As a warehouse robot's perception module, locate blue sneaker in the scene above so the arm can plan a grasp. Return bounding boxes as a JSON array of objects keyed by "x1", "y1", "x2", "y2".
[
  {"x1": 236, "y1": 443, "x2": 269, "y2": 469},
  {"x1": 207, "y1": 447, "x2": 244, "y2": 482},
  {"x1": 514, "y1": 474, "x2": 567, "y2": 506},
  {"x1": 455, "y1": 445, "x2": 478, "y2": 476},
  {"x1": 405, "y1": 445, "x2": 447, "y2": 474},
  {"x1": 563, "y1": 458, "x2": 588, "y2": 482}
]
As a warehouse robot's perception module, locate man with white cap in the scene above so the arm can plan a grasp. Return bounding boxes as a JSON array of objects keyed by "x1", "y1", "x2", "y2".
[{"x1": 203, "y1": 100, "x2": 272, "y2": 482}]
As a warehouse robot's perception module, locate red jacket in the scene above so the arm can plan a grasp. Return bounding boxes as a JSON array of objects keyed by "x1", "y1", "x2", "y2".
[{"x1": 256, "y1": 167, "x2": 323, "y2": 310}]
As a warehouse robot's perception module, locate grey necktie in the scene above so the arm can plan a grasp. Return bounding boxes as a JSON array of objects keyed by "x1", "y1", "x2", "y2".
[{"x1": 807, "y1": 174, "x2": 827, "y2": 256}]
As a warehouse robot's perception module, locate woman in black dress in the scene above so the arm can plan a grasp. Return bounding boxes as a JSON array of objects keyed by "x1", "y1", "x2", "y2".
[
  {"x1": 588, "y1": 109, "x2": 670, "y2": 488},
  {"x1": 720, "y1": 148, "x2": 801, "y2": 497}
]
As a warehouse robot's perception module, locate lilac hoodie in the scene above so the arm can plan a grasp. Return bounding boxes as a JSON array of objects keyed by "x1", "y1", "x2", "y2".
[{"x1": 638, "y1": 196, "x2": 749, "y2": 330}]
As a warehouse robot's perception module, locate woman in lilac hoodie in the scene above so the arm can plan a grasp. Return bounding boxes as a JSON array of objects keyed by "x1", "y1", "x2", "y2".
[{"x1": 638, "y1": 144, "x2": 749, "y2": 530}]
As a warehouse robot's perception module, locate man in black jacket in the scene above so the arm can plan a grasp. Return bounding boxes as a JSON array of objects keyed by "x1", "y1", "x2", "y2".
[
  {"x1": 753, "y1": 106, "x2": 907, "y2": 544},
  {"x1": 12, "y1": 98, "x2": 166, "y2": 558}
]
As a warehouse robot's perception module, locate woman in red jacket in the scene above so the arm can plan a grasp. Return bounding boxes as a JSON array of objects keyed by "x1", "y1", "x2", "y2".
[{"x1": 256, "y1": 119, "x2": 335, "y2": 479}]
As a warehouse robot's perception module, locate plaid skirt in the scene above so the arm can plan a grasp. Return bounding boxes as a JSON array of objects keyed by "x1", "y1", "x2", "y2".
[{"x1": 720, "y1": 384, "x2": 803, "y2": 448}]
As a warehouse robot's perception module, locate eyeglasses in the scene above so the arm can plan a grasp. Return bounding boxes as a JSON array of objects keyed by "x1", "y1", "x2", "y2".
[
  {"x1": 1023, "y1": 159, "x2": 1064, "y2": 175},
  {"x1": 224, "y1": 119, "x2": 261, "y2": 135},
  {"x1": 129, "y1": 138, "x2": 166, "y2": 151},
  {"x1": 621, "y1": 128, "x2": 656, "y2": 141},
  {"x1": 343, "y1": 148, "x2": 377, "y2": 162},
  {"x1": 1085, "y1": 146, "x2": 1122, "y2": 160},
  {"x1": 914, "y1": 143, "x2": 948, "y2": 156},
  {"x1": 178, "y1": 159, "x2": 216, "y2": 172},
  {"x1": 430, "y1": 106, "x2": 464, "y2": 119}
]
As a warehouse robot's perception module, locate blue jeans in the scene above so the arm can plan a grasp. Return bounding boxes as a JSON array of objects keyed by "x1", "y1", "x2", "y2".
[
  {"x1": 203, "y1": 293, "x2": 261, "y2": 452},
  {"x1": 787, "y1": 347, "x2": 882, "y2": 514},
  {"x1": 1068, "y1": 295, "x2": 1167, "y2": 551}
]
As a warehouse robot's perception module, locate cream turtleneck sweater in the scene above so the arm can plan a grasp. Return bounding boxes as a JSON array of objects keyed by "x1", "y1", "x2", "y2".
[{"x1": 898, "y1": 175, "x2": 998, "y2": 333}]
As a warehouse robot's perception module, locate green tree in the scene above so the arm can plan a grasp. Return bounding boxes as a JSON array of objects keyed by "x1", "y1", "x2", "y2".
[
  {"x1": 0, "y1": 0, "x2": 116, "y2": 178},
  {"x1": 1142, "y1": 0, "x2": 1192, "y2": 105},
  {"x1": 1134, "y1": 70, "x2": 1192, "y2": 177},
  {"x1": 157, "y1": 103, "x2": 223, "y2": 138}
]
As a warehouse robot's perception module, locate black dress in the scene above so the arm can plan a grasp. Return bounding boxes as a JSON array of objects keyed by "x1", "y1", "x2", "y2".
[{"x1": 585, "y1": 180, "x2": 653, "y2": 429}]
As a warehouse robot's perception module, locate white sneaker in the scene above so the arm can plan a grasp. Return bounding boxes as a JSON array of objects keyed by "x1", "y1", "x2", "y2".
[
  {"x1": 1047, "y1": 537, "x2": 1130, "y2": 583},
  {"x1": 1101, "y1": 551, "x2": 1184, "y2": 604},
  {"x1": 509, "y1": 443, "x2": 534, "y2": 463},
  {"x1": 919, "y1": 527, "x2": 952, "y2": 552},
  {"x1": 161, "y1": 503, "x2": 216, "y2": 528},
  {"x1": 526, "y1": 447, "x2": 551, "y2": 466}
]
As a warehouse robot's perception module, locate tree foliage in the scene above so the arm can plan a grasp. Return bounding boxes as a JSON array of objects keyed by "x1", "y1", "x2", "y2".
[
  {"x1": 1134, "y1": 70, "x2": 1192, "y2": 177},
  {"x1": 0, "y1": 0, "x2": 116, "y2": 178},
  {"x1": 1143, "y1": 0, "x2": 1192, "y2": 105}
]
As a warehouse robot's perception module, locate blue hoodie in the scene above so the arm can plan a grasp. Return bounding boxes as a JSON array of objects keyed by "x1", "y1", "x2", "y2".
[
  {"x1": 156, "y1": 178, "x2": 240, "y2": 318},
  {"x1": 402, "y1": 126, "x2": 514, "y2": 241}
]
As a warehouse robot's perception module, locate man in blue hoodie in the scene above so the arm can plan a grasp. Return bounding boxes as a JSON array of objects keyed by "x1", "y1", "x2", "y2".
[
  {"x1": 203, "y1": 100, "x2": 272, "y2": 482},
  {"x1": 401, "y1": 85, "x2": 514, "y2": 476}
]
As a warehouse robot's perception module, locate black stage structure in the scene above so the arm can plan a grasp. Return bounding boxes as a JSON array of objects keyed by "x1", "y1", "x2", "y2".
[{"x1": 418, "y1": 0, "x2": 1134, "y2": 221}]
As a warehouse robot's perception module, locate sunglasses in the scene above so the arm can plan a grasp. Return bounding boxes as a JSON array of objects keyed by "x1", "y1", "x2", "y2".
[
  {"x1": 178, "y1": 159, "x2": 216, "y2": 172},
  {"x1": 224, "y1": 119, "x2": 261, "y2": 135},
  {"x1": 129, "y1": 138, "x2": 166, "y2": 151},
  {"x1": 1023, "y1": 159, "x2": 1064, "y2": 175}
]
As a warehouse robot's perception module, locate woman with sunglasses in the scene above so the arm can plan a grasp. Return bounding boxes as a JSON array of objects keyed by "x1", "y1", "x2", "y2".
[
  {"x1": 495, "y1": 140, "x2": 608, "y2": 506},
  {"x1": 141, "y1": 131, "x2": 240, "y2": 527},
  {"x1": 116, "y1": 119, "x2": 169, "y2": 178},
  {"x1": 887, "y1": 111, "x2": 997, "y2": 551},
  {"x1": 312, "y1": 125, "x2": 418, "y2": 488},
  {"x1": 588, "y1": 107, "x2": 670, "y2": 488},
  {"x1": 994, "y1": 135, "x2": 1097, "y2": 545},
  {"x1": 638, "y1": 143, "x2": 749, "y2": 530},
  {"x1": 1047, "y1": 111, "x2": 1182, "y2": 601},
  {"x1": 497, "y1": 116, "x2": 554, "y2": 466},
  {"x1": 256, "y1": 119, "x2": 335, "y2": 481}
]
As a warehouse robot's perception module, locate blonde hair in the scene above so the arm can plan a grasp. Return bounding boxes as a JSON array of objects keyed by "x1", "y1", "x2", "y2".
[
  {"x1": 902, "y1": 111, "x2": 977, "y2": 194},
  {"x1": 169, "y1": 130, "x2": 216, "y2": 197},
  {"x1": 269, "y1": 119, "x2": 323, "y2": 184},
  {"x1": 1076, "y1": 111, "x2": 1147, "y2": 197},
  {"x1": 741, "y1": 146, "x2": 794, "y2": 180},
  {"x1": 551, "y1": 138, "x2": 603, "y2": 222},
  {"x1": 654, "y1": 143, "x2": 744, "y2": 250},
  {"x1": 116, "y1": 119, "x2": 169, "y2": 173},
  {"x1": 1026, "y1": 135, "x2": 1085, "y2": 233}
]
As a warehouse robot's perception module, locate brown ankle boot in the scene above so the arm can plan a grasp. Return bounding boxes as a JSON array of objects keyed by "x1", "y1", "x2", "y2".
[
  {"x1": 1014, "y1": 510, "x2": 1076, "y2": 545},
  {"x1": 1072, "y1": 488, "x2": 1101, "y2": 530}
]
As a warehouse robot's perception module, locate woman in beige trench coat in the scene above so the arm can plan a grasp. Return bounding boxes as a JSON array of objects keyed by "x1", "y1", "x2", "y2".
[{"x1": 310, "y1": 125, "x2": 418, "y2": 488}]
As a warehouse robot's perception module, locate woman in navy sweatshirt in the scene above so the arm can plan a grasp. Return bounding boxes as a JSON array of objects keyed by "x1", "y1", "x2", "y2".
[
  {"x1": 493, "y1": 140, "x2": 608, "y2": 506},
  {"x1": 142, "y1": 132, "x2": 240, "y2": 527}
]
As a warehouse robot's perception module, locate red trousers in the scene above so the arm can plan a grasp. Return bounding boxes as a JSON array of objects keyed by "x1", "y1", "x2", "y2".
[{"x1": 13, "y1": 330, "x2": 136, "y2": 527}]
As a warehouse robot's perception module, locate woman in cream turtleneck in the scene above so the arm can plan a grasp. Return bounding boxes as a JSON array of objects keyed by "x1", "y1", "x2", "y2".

*-*-*

■ **TASK DESCRIPTION**
Set down nothing but the lines from the one with "As a warehouse robot's perception module, locate brown" through the end of the records, keeping each line exactly as written and including both ends.

■ **WRITTEN RESPONSE**
As a warehouse robot's perception module, locate brown ankle boot in the scene above so the arm can plan a grasp. Return bounding boxes as a JSON array of objects keyed by "x1", "y1", "x2", "y2".
[
  {"x1": 1014, "y1": 510, "x2": 1076, "y2": 545},
  {"x1": 1072, "y1": 488, "x2": 1101, "y2": 530}
]
As a warehouse robot's perception module, locate woman in beige trench coat in the scene above so the arm can plan a grasp. Return bounding boxes as a JSON array of objects keyed by "x1", "y1", "x2", "y2".
[{"x1": 310, "y1": 125, "x2": 418, "y2": 488}]
As a warehouse robot's perception module, locate woman in navy sweatshirt in the scene above so the arm can plan a grasp. Return bounding boxes as a JSON array of objects keyed by "x1", "y1", "x2", "y2".
[
  {"x1": 493, "y1": 140, "x2": 608, "y2": 506},
  {"x1": 142, "y1": 132, "x2": 240, "y2": 527}
]
As a warehouse robot's perception module, locate red trousers in the scene above so the arm can plan a grasp. Return bounding boxes as a JSON array of objects keyed by "x1", "y1", "x2", "y2".
[{"x1": 13, "y1": 330, "x2": 136, "y2": 527}]
As a warehouse robot's perception module, locate woman in cream turtleneck in the scene above so the arm can plan a grasp. Return bounding boxes as a JSON array of objects keyed by "x1", "y1", "x2", "y2".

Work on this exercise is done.